**TASK DIRECTIONS**:
Format every line of the records below as a JSON list of strings, one string per line. Skip blank lines and leave the pictures out.

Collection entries
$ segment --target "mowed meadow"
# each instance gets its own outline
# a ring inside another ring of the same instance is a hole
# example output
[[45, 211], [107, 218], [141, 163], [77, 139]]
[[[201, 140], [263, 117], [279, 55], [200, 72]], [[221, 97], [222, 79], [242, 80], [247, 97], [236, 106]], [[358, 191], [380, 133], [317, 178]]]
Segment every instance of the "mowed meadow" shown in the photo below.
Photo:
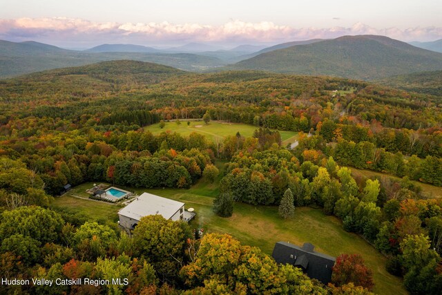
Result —
[[[177, 123], [179, 122], [179, 124]], [[189, 122], [189, 124], [187, 122]], [[235, 135], [238, 132], [242, 136], [250, 137], [258, 127], [241, 123], [231, 123], [221, 121], [211, 121], [205, 124], [202, 120], [180, 120], [165, 122], [163, 128], [160, 124], [154, 124], [145, 128], [153, 135], [157, 135], [162, 132], [176, 132], [182, 136], [188, 136], [192, 132], [202, 134], [209, 140], [215, 141], [216, 138], [222, 140], [226, 136]], [[282, 145], [293, 143], [296, 140], [298, 132], [279, 131], [282, 140]]]
[[[146, 191], [182, 202], [186, 209], [194, 208], [197, 213], [195, 219], [191, 222], [192, 227], [202, 228], [204, 233], [229, 234], [243, 245], [258, 247], [269, 255], [271, 255], [273, 246], [278, 241], [288, 241], [299, 246], [309, 242], [315, 245], [316, 251], [334, 257], [343, 253], [361, 254], [373, 272], [375, 293], [407, 294], [402, 286], [402, 280], [385, 270], [385, 257], [360, 236], [344, 231], [338, 218], [325, 215], [320, 209], [298, 207], [293, 218], [284, 220], [278, 214], [277, 207], [236, 202], [231, 217], [224, 218], [216, 215], [212, 210], [213, 201], [219, 193], [219, 182], [226, 162], [217, 161], [220, 173], [213, 183], [202, 178], [189, 189], [121, 187], [138, 194]], [[66, 195], [55, 198], [52, 205], [58, 209], [79, 213], [89, 220], [116, 227], [121, 204], [79, 198], [87, 196], [85, 191], [92, 185], [93, 183], [86, 183], [74, 188]]]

**ANSWER BELOW**:
[
  "$ segment --target \"mowed meadow\"",
  "# each instance gets its own outline",
  "# a ring inside another ring of the same instance is a hole",
  "# example output",
  "[[45, 211], [107, 218], [141, 163], [77, 139]]",
  "[[[201, 140], [263, 117], [279, 55], [200, 72]], [[221, 97], [222, 79], [242, 80], [247, 97], [236, 106]], [[358, 191], [380, 133], [317, 178]]]",
  "Segment every instance of the \"mowed meadow\" shown in the photo below.",
  "Photo:",
  "Result —",
  "[[[177, 123], [179, 122], [179, 124]], [[189, 122], [189, 124], [187, 122]], [[235, 135], [238, 132], [242, 136], [250, 137], [258, 127], [241, 123], [231, 123], [221, 121], [211, 121], [205, 124], [202, 120], [180, 120], [165, 122], [163, 128], [160, 124], [154, 124], [145, 128], [153, 135], [157, 135], [162, 132], [176, 132], [182, 136], [188, 136], [192, 132], [202, 134], [209, 140], [215, 141], [216, 138], [222, 140], [226, 136]], [[282, 145], [293, 143], [296, 140], [298, 132], [279, 131], [282, 140]]]",
  "[[[146, 191], [182, 202], [186, 209], [194, 208], [197, 213], [195, 219], [191, 222], [192, 227], [202, 228], [204, 233], [229, 234], [243, 245], [258, 247], [269, 255], [271, 255], [273, 246], [278, 241], [288, 241], [299, 246], [309, 242], [315, 245], [316, 251], [334, 257], [343, 253], [361, 254], [373, 272], [375, 293], [407, 294], [402, 286], [402, 280], [385, 270], [385, 257], [360, 236], [344, 231], [338, 218], [325, 215], [320, 209], [298, 207], [293, 218], [284, 220], [278, 214], [277, 207], [236, 202], [231, 217], [224, 218], [216, 215], [212, 210], [213, 201], [219, 193], [219, 182], [226, 162], [217, 161], [220, 173], [213, 183], [202, 178], [189, 189], [121, 187], [138, 194]], [[66, 195], [55, 198], [52, 205], [58, 209], [79, 213], [89, 220], [116, 227], [121, 204], [79, 198], [87, 196], [85, 191], [92, 185], [93, 183], [86, 183], [74, 188]]]"
]